__Recorded data__:
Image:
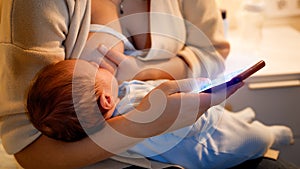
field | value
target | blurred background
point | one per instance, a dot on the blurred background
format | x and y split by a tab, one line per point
267	30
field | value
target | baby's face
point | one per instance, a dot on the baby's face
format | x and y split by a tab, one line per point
111	83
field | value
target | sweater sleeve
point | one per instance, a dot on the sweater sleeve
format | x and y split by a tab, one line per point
34	34
206	46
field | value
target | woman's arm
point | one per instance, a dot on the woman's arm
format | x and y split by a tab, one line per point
128	67
122	132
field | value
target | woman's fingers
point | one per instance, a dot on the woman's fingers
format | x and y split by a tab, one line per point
184	85
108	65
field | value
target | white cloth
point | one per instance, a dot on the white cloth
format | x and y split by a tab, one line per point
216	140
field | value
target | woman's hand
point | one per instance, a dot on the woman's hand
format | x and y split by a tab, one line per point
173	105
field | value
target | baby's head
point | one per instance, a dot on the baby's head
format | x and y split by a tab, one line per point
71	98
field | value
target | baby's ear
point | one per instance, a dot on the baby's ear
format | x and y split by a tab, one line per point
106	101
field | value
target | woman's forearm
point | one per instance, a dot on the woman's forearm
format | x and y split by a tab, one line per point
49	153
174	68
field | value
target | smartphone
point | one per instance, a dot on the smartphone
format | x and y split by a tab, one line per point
232	78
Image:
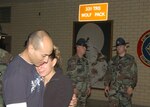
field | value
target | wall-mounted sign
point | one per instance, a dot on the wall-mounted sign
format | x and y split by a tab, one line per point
143	48
93	12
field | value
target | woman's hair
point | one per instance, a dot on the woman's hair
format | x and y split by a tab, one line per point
56	54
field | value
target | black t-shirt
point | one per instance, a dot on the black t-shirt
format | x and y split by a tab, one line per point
58	91
21	83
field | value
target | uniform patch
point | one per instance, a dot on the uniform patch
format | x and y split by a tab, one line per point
143	48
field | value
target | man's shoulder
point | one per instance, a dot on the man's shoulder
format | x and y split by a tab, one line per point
129	57
73	58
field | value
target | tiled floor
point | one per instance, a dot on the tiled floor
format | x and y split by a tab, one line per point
96	103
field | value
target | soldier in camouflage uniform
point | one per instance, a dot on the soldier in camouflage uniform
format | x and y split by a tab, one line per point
121	77
4	60
78	71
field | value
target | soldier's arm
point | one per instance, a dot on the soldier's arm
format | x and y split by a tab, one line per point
134	74
71	70
108	75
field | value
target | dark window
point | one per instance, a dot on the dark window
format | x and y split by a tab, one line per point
5	14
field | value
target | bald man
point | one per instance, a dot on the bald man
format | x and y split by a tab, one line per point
23	87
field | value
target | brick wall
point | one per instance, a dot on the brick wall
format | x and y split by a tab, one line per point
131	19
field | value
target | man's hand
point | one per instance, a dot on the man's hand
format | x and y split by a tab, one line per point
89	91
130	90
73	102
106	91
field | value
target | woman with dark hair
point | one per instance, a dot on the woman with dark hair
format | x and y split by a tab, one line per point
58	88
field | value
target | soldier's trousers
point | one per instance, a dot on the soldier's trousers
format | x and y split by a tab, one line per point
82	99
120	100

__Your goal__:
Reproduce each entry verbatim, excluding any embedded images.

__Written solution__:
Image:
field | value
target | blurred background
point | one per instance, a dot on the blurred background
format | x and y split by a tab, one line per point
267	30
field | value
target | baby's face
point | one per instance, a dot on the baby's face
format | x and y split by a tab, one line per point
111	83
field | value
target | sweater sleeve
point | one per instance, a dot on the sweater sleeve
format | x and y split by a tab, one line per point
34	34
206	46
field | value
target | woman's arm
point | one per instance, a dot on the woman's arm
format | x and y split by a tab, one line per point
128	67
122	132
field | value
target | woman's fingers
point | one per instance, a dot on the woman's fingers
format | x and y split by a tab, one line per point
184	85
108	65
field | value
target | white cloth
point | one per instance, a dot on the white cloth
format | x and y split by a tab, one line per point
216	140
field | value
target | woman's hand
point | one per instance, a dot on the woman's hand
format | x and y split by a tab, one line per point
173	105
field | value
target | baby's head
point | one per instance, a dot on the baby's head
format | x and y split by a tab, one line per point
71	98
field | value
target | baby's ear
point | one per instance, a dot on the baby's ear
format | x and y split by a tab, one line per point
106	101
field | value
target | woman's forearm
point | one per instance, a dot on the woman's forearm
format | x and y split by a tab, one line per point
49	153
174	68
field | value
target | smartphone
point | one per instance, a dot on the smartphone
format | x and y split by a tab, one line per point
232	78
Image:
field | value
target | wall-mounted sign
point | one per instance, a dot on the wall-mounted sign
format | x and y split by a tab, one line per point
143	48
93	12
field | value
target | woman's hair
point | one per instance, a dot on the woman's hair
format | x and y split by a tab, one line per point
56	54
field | value
target | black t-shirt
point | one per instance, a dot on the black t-shirt
format | x and y split by a tab, one line per point
58	91
21	83
field | value
target | uniform patch
point | one per instance, a dot on the uniform patch
format | x and y split by a tab, one line per point
143	48
field | value
target | man's shoulder
point | one per instance, a dot on the man's shoulder
format | x and y split by a tab, one line per point
129	57
73	58
field | value
target | tiled floor
point | one per instance, a dot on the tiled floor
format | x and y split by a tab, one line per point
96	103
field | value
target | soldier in camouflage uniform
point | one per instance, a dot on the soldier in camouflage uniform
format | x and y split by a tab, one line per point
121	77
4	60
78	71
field | value
target | soldier's arm
point | one per instance, a dot on the soldier's arm
format | x and y split by a tab, one line per point
134	74
71	70
108	75
field | value
target | dark window
point | one per instance, a dot on the dark window
format | x and y split by a tab, one line per point
5	14
field | value
target | bald man
point | one per instance, a dot on the bald man
format | x and y split by a tab, one line per point
23	87
field | value
target | brick wall
point | one per instance, a dot on the brick wall
format | x and y split by a tab, one line per point
131	19
field | value
target | man's hand
point | one per instance, a dot on the man's hand
format | x and y split by a tab, one line per point
89	91
130	90
73	102
106	91
field | value
target | woman with dark hair
point | one per instance, a dot on the woman with dark hair
format | x and y split by a tab, one line per point
58	88
field | value
target | soldier's trousers
point | one per instance, a dot on the soldier's trousers
format | x and y split by a tab, one line per point
82	99
120	100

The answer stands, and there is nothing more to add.